#### Quoted passage
Grief

Last night I dreamed about my sister. I often do. Generally, these dreams are full of humor, and I’m a kid again in them, telling secrets to my sister and rolling my eyes with her as we react to our parents. I wake up feeling as though my sister has found a way to reach me and share a laugh even after her death.

 But last night’s dream was different. Last night I found myself reliving her death in great detail. I woke up in the middle of fresh grief, and it is swirling around me today. 

It has been 14 months since my sister died, 12 months since my brother-in-law died.

In the course of just a few weeks in the late summer and early fall of 2022, my husband and I both lost our only siblings.

They are the people that know us longer than anyone else. In many ways, they are the people who know us best. I still feel adrift when that childhood inside joke comes up and I can’t call or text my sister. And the loss of my brother-in-law was surprisingly equally difficult, just in a different way. For 15 years he and I we were siblings, and we became close. He could confide in me differently than he did his brother or his mom, but since we shared the same family, I could understand the nuance and context.

I view both of my sibling’s deaths as the invisible continued loss of life resulting from Covid. For my sister, it was from the undiagnosed cancer that grew within her during all those months people just didn’t regularly visit hospitals and doctors’ offices. For my brother, it was the depression, alcoholism and related consequences borne of the isolation and fear he had to experience all alone as a single adult during the pandemic. It caught up to them both in 2022. That was the year when everyone was joyfully entering back into society, and it felt particularly cruel that my family was freshly awash in new grief. I know that my family is not the only one experiencing the personal lingering grief of world events these past few years, but I also know that people are not exactly eager to talk about sadness.

It feels like there remains a heaviness over our entire world.

Right now, as I watch what feels like a never-ending stream of terrible tragedies playing out across the globe and in my own community, it feels like there remains a heaviness over our entire world. It can be hard to move forward. It can be hard to recognize the moments of joy and comfort we still have in our lives. And it can be even harder to celebrate and rejoice.

You may think that I’m about to say that you must lean into joy. But I’m not in a place to say that yet. I think that all our human feelings are worth feeling. In fact, I found that I needed time for pause. While my life kept going and I continued to have many responsibilities that simply didn’t go away, anything “extra”, including my blog and my podcast, were . . . well . . . extra. I needed time to sit with my grief, to ponder what mattered to me and to mourn my losses.

#### Records provided
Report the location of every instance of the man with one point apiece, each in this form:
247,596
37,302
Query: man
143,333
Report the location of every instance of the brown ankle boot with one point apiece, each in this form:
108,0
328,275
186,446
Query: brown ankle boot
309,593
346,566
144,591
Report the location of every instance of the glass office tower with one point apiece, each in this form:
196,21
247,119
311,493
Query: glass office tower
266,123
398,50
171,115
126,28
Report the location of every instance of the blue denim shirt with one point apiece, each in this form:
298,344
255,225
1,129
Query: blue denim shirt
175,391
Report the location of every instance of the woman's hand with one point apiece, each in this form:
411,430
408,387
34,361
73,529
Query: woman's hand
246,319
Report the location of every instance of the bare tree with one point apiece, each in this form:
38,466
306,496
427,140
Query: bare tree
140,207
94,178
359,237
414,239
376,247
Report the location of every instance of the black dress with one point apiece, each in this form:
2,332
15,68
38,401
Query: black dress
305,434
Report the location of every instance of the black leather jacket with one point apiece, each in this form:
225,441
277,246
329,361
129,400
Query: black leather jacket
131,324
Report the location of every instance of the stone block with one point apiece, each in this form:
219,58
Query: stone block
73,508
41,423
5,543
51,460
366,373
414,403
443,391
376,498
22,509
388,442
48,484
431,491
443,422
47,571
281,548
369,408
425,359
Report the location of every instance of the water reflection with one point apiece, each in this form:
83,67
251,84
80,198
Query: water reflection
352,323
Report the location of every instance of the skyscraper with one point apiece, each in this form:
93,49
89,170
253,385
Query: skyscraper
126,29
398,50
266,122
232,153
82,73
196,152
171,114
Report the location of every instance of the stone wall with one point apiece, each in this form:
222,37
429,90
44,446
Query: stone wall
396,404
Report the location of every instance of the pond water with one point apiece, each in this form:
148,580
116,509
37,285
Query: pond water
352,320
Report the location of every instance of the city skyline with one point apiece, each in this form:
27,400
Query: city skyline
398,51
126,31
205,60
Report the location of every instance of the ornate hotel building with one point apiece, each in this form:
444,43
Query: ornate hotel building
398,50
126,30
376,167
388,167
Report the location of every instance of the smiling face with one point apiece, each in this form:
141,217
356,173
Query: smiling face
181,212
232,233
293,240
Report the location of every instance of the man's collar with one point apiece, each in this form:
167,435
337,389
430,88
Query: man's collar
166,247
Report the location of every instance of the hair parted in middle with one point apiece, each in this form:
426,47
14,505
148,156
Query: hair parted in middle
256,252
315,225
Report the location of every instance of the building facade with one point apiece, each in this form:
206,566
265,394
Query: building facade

#### Work task 1
Reproduce the part of the grief essay starting at "They are the people that" and ending at "nuance and context.".
#### Work task 2
In the grief essay, how many months have passed since the writer's sister died?

#### Solution 1
They are the people that know us longer than anyone else. In many ways, they are the people who know us best. I still feel adrift when that childhood inside joke comes up and I can’t call or text my sister. And the loss of my brother-in-law was surprisingly equally difficult, just in a different way. For 15 years he and I we were siblings, and we became close. He could confide in me differently than he did his brother or his mom, but since we shared the same family, I could understand the nuance and context.

#### Solution 2
14 months